Point localization data
═══

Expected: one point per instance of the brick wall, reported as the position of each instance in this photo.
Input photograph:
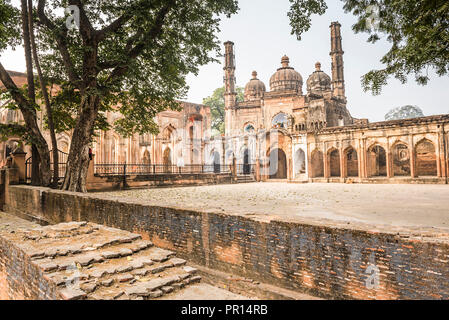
(332, 261)
(20, 279)
(100, 183)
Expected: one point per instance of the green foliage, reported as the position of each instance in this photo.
(8, 130)
(405, 112)
(418, 31)
(300, 14)
(216, 104)
(141, 64)
(9, 25)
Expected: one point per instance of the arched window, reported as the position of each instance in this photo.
(317, 164)
(249, 128)
(377, 162)
(334, 163)
(426, 159)
(280, 121)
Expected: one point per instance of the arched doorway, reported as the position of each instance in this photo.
(278, 164)
(334, 163)
(146, 157)
(300, 162)
(246, 162)
(317, 164)
(426, 159)
(401, 160)
(377, 162)
(167, 160)
(352, 162)
(216, 161)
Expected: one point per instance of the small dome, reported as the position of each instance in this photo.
(254, 89)
(318, 81)
(286, 78)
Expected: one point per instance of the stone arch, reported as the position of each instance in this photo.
(351, 162)
(11, 146)
(317, 162)
(300, 162)
(167, 133)
(334, 162)
(115, 141)
(426, 159)
(249, 128)
(246, 161)
(280, 120)
(278, 164)
(167, 157)
(216, 160)
(401, 159)
(146, 158)
(377, 161)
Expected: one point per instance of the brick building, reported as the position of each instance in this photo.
(181, 137)
(311, 136)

═══

◆ Instructions to follow: Could you transcribe the records above exactly, leaving every picture out?

◆ Answer to this task:
Expected: one point per instance of the brick wall, reported as the position of each instance in this photo.
Input photograph:
(332, 261)
(20, 279)
(100, 183)
Expected: one point per instance of the green foliage, reported as the position of each instance in this photo.
(8, 130)
(405, 112)
(418, 31)
(300, 14)
(216, 104)
(141, 64)
(9, 25)
Expected: one point per instance of the arched window, reported as the position of each instance in this photo.
(317, 164)
(249, 128)
(377, 162)
(334, 163)
(426, 159)
(280, 121)
Expected: one point per instance of the arched doorway, reported as the position of each instance in this photo.
(278, 164)
(334, 163)
(146, 157)
(300, 162)
(246, 162)
(317, 164)
(426, 159)
(401, 160)
(377, 162)
(167, 160)
(352, 162)
(216, 161)
Expected: one point per instance of the small dome, reported as the position of each instance in this photo.
(254, 89)
(318, 81)
(286, 78)
Expected: one point per instance of the stone arch, reported as the position of each instance in this photo.
(351, 162)
(11, 146)
(317, 162)
(300, 162)
(167, 133)
(334, 162)
(115, 141)
(426, 159)
(249, 128)
(246, 161)
(280, 120)
(278, 164)
(167, 157)
(216, 160)
(401, 159)
(146, 158)
(377, 161)
Expected: one point per instance of the brick building, reported as the position of each instance in this photo.
(181, 137)
(311, 136)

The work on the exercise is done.